What you have to do:
Copy the rows word for word, from the very beginning through the line that contains "[[[1,227],[0,256],[50,256],[55,243],[51,229],[50,226]]]", including that line. Leave the picture out of your copy.

Record list:
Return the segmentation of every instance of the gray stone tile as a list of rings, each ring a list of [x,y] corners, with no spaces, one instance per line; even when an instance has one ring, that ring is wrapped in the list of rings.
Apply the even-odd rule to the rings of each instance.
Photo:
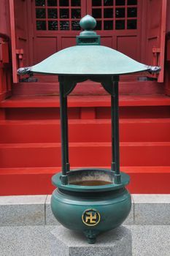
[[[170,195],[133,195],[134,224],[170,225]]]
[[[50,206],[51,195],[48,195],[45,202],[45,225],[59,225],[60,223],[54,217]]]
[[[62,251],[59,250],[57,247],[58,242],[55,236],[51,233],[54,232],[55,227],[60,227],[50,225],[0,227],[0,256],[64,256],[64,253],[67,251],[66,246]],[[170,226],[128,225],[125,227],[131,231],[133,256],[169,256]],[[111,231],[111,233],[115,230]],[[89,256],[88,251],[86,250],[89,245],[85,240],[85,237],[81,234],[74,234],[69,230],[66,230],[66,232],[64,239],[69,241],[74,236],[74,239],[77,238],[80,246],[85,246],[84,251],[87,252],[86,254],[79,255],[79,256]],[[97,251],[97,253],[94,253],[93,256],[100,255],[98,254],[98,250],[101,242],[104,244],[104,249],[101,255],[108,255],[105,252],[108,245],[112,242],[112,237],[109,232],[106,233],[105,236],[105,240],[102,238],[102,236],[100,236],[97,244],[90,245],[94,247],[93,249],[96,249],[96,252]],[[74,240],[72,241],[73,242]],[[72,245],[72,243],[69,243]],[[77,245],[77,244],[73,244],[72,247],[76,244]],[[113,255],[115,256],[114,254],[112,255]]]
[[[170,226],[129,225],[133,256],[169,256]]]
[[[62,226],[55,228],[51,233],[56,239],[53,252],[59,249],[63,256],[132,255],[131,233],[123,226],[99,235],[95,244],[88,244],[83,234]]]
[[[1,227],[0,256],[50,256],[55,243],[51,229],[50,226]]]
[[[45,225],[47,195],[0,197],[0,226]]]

Output of the task:
Return the segmentation of every instance of the gray stone tile as a list of rings, each ring a list of [x,y] corners, with no spaces, one instance per line; even when an instance has one ring, that ring is wrapped in the list of rings.
Apply the even-odd rule to the rings of each instance.
Photo:
[[[170,195],[133,195],[134,224],[170,225]]]
[[[50,206],[51,195],[48,195],[45,202],[45,225],[59,225],[60,223],[54,217]]]
[[[62,251],[59,250],[57,247],[58,242],[55,236],[51,233],[54,232],[55,227],[60,227],[50,225],[0,227],[0,256],[64,256],[64,253],[67,251],[66,246]],[[170,226],[128,225],[125,227],[131,231],[133,256],[169,256]],[[111,231],[111,233],[115,230]],[[89,256],[88,251],[86,250],[89,245],[85,240],[85,237],[81,234],[74,234],[69,230],[66,230],[66,232],[64,239],[69,241],[74,236],[74,239],[77,238],[80,246],[85,246],[84,251],[87,252],[86,254],[79,255],[79,256]],[[97,251],[97,253],[94,253],[93,256],[100,255],[98,254],[98,250],[101,242],[104,244],[104,249],[101,255],[108,255],[105,252],[108,245],[112,242],[112,237],[109,232],[106,233],[105,236],[105,240],[102,238],[102,236],[100,236],[97,244],[90,245],[94,247],[93,249],[96,249],[96,252]],[[74,240],[72,241],[73,242]],[[72,245],[72,243],[69,243]],[[77,245],[77,244],[73,244],[72,247],[76,244]],[[113,255],[115,256],[114,254],[112,255]]]
[[[170,226],[129,225],[133,256],[169,256]]]
[[[62,226],[55,228],[51,233],[56,239],[53,252],[59,249],[63,256],[132,255],[131,233],[123,226],[99,235],[95,244],[88,244],[83,234]]]
[[[1,227],[0,256],[50,256],[55,243],[51,229],[50,226]]]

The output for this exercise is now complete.